GOAL OF THE EXERCISE:
Give again, word for word, each line below starting at the one that contains "Target: yellow armband" and ending at the one that contains "Reviewer note: every instance of the white van".

*** DATASET RECORDS ***

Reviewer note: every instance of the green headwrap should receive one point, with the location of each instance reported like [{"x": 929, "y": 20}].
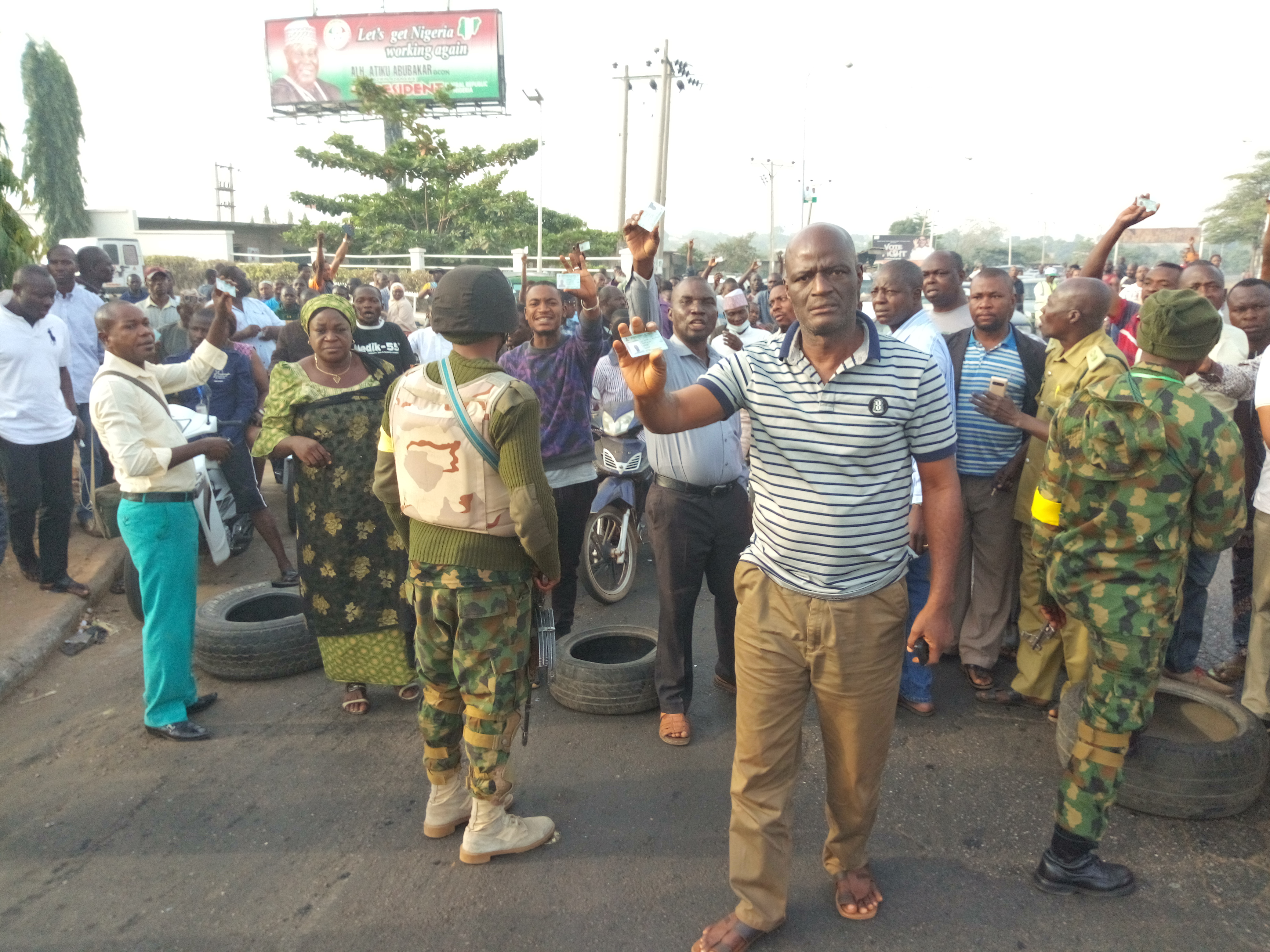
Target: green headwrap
[
  {"x": 1180, "y": 326},
  {"x": 322, "y": 303}
]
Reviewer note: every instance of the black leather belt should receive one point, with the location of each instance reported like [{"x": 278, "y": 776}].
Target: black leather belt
[
  {"x": 158, "y": 497},
  {"x": 713, "y": 492}
]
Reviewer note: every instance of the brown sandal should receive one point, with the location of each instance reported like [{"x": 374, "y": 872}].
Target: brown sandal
[
  {"x": 675, "y": 724},
  {"x": 355, "y": 697},
  {"x": 729, "y": 935},
  {"x": 854, "y": 888}
]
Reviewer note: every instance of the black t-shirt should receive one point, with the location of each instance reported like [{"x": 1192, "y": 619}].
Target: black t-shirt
[{"x": 388, "y": 342}]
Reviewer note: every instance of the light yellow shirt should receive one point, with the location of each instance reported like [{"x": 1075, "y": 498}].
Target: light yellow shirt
[{"x": 136, "y": 432}]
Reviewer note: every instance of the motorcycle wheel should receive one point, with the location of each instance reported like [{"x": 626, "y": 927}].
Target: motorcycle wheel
[{"x": 605, "y": 578}]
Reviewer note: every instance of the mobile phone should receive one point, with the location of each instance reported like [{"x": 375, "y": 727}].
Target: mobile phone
[{"x": 652, "y": 216}]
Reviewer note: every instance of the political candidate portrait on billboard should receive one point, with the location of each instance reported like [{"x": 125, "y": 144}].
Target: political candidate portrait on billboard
[{"x": 302, "y": 83}]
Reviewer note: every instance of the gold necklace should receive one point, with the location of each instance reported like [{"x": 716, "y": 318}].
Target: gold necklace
[{"x": 335, "y": 376}]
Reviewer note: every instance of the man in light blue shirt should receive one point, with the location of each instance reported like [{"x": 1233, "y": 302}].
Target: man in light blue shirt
[
  {"x": 897, "y": 300},
  {"x": 698, "y": 512}
]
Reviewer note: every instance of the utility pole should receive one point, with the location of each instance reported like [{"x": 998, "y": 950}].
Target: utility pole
[
  {"x": 227, "y": 187},
  {"x": 622, "y": 173},
  {"x": 538, "y": 98}
]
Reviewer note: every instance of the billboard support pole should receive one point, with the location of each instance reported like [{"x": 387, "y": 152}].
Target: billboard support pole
[
  {"x": 622, "y": 175},
  {"x": 538, "y": 98}
]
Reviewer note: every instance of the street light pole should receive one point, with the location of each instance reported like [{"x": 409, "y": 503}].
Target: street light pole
[{"x": 538, "y": 98}]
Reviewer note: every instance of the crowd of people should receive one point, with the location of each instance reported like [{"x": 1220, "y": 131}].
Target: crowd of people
[{"x": 864, "y": 484}]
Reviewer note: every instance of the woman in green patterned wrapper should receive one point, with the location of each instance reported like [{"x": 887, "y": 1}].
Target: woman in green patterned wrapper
[{"x": 324, "y": 410}]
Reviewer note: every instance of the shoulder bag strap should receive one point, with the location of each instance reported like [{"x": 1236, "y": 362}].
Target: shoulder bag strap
[
  {"x": 135, "y": 383},
  {"x": 484, "y": 449}
]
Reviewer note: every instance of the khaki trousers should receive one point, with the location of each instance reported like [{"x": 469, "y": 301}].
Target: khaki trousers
[
  {"x": 1257, "y": 676},
  {"x": 1038, "y": 671},
  {"x": 987, "y": 570},
  {"x": 788, "y": 647}
]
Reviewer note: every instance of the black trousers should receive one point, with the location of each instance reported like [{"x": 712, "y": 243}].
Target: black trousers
[
  {"x": 573, "y": 508},
  {"x": 38, "y": 484},
  {"x": 694, "y": 536}
]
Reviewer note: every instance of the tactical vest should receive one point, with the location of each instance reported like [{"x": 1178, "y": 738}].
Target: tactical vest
[{"x": 441, "y": 477}]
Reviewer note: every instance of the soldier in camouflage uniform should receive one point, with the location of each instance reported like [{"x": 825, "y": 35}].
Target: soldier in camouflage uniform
[
  {"x": 1140, "y": 469},
  {"x": 469, "y": 492}
]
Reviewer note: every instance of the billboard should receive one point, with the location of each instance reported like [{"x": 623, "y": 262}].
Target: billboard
[
  {"x": 891, "y": 248},
  {"x": 313, "y": 61}
]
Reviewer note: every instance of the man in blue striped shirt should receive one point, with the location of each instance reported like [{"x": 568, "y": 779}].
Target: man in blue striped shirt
[
  {"x": 989, "y": 464},
  {"x": 839, "y": 416}
]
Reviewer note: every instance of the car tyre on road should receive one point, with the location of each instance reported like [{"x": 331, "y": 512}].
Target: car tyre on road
[
  {"x": 606, "y": 671},
  {"x": 1179, "y": 770},
  {"x": 255, "y": 633}
]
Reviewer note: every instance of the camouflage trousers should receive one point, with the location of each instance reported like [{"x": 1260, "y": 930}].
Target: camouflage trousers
[
  {"x": 1119, "y": 700},
  {"x": 472, "y": 644}
]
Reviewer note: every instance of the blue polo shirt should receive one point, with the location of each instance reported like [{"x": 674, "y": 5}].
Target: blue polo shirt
[
  {"x": 230, "y": 394},
  {"x": 983, "y": 446},
  {"x": 832, "y": 463}
]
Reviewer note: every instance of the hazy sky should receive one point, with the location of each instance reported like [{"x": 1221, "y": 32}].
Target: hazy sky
[{"x": 1032, "y": 116}]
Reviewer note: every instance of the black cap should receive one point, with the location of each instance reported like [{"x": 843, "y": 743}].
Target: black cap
[{"x": 474, "y": 300}]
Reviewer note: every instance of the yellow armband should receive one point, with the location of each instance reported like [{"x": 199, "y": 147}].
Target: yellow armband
[{"x": 1046, "y": 511}]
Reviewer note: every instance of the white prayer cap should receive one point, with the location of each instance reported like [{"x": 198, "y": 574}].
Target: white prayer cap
[{"x": 299, "y": 32}]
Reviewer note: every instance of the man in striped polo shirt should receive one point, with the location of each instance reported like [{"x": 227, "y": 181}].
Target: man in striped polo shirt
[
  {"x": 839, "y": 413},
  {"x": 989, "y": 463}
]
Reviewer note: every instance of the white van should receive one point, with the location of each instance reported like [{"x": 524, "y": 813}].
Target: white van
[{"x": 125, "y": 254}]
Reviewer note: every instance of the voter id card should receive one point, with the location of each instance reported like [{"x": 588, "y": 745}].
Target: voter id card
[
  {"x": 644, "y": 344},
  {"x": 652, "y": 216}
]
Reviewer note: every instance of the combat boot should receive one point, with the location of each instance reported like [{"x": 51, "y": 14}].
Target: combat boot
[
  {"x": 450, "y": 804},
  {"x": 495, "y": 832},
  {"x": 1086, "y": 875}
]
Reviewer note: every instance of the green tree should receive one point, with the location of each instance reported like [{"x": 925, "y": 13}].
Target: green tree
[
  {"x": 18, "y": 245},
  {"x": 54, "y": 132},
  {"x": 1240, "y": 218},
  {"x": 436, "y": 197}
]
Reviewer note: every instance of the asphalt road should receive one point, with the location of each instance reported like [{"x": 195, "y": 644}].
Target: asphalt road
[{"x": 300, "y": 827}]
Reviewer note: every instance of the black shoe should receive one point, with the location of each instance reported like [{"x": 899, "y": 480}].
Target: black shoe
[
  {"x": 204, "y": 702},
  {"x": 181, "y": 730},
  {"x": 1089, "y": 876}
]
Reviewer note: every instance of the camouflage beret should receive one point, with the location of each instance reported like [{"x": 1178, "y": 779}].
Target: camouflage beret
[{"x": 1180, "y": 326}]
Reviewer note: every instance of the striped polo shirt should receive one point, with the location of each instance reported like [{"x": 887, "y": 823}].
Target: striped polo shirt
[
  {"x": 831, "y": 461},
  {"x": 983, "y": 446}
]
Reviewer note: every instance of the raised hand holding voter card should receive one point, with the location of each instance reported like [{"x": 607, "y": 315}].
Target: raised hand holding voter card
[
  {"x": 644, "y": 375},
  {"x": 586, "y": 291}
]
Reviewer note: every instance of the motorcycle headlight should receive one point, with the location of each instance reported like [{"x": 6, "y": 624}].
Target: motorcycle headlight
[{"x": 618, "y": 427}]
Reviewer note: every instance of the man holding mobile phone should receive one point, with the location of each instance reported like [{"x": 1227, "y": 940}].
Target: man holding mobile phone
[{"x": 992, "y": 357}]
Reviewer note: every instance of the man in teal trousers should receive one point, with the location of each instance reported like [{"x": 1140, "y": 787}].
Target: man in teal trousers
[{"x": 157, "y": 475}]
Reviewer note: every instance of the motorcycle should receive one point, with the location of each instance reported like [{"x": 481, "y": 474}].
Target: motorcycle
[
  {"x": 611, "y": 537},
  {"x": 223, "y": 528}
]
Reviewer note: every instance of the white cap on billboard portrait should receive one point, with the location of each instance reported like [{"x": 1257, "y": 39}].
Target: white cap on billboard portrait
[{"x": 299, "y": 32}]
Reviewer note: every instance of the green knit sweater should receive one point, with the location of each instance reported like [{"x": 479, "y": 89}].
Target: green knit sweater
[{"x": 513, "y": 431}]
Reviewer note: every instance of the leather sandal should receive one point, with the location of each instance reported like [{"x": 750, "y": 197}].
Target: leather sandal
[
  {"x": 729, "y": 935},
  {"x": 981, "y": 678},
  {"x": 854, "y": 888},
  {"x": 68, "y": 587},
  {"x": 355, "y": 700},
  {"x": 675, "y": 724}
]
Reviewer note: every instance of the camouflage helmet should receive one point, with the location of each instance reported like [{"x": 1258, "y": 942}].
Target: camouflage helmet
[{"x": 473, "y": 300}]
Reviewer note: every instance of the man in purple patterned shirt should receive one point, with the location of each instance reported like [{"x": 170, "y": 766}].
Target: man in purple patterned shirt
[{"x": 561, "y": 370}]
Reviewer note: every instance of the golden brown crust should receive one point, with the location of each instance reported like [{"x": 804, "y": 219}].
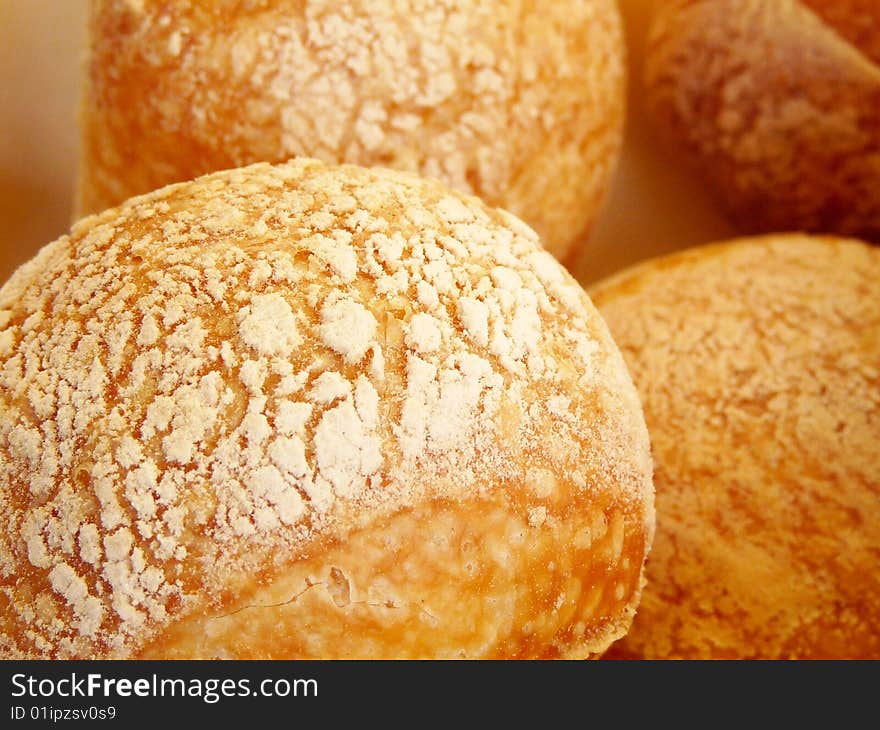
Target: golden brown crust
[
  {"x": 520, "y": 103},
  {"x": 215, "y": 389},
  {"x": 758, "y": 363},
  {"x": 778, "y": 105}
]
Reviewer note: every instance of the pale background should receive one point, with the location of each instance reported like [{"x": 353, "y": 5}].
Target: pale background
[{"x": 655, "y": 205}]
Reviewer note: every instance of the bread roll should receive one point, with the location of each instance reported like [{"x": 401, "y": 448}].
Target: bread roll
[
  {"x": 312, "y": 411},
  {"x": 758, "y": 363},
  {"x": 778, "y": 105},
  {"x": 521, "y": 104}
]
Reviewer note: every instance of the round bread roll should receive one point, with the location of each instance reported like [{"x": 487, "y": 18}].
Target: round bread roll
[
  {"x": 758, "y": 363},
  {"x": 778, "y": 105},
  {"x": 519, "y": 103},
  {"x": 312, "y": 411}
]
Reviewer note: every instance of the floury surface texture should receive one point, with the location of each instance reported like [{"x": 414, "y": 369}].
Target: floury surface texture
[{"x": 312, "y": 411}]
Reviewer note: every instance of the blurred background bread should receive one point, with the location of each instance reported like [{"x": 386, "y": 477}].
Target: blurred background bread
[
  {"x": 654, "y": 205},
  {"x": 777, "y": 104},
  {"x": 758, "y": 365},
  {"x": 519, "y": 103}
]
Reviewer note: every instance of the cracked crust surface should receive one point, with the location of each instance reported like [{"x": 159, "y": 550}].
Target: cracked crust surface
[
  {"x": 517, "y": 102},
  {"x": 758, "y": 364},
  {"x": 313, "y": 411},
  {"x": 778, "y": 105}
]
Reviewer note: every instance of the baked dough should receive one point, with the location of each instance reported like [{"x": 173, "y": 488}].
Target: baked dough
[
  {"x": 778, "y": 105},
  {"x": 758, "y": 363},
  {"x": 313, "y": 411},
  {"x": 517, "y": 102}
]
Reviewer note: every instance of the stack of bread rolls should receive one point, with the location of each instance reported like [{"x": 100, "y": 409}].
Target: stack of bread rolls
[{"x": 263, "y": 407}]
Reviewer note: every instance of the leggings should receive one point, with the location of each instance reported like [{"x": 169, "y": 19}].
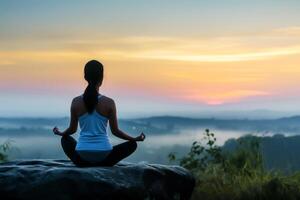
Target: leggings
[{"x": 118, "y": 153}]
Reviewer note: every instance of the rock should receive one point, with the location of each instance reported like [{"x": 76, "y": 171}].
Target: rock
[{"x": 61, "y": 180}]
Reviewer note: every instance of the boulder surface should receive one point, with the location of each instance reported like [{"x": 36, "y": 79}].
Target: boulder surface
[{"x": 61, "y": 180}]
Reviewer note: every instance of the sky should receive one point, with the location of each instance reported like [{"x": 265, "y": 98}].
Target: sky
[{"x": 168, "y": 57}]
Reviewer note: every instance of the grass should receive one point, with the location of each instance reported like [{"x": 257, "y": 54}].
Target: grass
[{"x": 236, "y": 175}]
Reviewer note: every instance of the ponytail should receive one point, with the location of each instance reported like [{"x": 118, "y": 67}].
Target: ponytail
[
  {"x": 93, "y": 74},
  {"x": 90, "y": 97}
]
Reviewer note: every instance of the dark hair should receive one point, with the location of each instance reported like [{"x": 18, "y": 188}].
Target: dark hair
[{"x": 93, "y": 74}]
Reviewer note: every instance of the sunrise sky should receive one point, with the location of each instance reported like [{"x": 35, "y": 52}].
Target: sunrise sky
[{"x": 160, "y": 56}]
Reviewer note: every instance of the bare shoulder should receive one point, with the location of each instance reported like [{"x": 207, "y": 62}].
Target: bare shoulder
[
  {"x": 76, "y": 101},
  {"x": 108, "y": 101}
]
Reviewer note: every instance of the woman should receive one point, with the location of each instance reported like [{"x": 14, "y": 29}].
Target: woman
[{"x": 93, "y": 111}]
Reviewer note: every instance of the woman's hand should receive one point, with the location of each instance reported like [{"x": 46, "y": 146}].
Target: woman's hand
[
  {"x": 56, "y": 131},
  {"x": 140, "y": 137}
]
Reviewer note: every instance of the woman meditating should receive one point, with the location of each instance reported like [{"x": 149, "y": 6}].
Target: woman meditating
[{"x": 93, "y": 111}]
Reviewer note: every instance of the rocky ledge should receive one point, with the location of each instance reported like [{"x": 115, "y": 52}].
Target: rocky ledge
[{"x": 61, "y": 180}]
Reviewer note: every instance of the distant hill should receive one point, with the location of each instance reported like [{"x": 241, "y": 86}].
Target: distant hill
[
  {"x": 168, "y": 124},
  {"x": 279, "y": 152}
]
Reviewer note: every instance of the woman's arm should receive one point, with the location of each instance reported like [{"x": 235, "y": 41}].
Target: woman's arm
[
  {"x": 113, "y": 123},
  {"x": 73, "y": 123}
]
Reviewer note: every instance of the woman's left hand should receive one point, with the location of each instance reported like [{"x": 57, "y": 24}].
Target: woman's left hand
[
  {"x": 56, "y": 131},
  {"x": 140, "y": 138}
]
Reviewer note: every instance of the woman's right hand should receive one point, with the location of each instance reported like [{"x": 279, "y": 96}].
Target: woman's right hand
[
  {"x": 56, "y": 131},
  {"x": 141, "y": 137}
]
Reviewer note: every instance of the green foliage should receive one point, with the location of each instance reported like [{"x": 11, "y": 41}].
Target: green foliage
[
  {"x": 4, "y": 150},
  {"x": 235, "y": 175}
]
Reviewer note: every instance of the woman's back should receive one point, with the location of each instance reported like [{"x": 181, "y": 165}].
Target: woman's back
[{"x": 93, "y": 134}]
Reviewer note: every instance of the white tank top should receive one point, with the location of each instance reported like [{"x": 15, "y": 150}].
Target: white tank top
[{"x": 93, "y": 134}]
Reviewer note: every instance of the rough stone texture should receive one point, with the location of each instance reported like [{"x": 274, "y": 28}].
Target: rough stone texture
[{"x": 60, "y": 179}]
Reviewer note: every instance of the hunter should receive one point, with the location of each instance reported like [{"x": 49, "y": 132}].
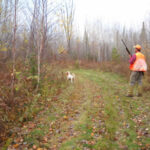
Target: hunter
[{"x": 138, "y": 66}]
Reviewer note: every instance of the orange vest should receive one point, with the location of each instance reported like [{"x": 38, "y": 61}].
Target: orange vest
[{"x": 139, "y": 64}]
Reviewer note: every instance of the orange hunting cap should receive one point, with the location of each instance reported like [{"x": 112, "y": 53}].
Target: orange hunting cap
[{"x": 138, "y": 47}]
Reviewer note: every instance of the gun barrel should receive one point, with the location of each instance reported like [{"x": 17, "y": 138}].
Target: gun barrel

*** End of DATASET RECORDS ***

WRITTEN RESPONSE:
Target: yellow armband
[{"x": 1046, "y": 511}]
Reviewer note: every instance of the white prayer cap should receive one point, with the location of each instance reported like [{"x": 198, "y": 574}].
Target: white prayer cap
[{"x": 299, "y": 32}]
Reviewer note: every instance of the man in striped polo shirt should receive one point, with the location of each instance reported like [{"x": 227, "y": 181}].
Target: man in striped polo shirt
[
  {"x": 839, "y": 413},
  {"x": 989, "y": 463}
]
Reviewer note: every instance of the white van should receive one point, with the location of each instance reported like [{"x": 524, "y": 813}].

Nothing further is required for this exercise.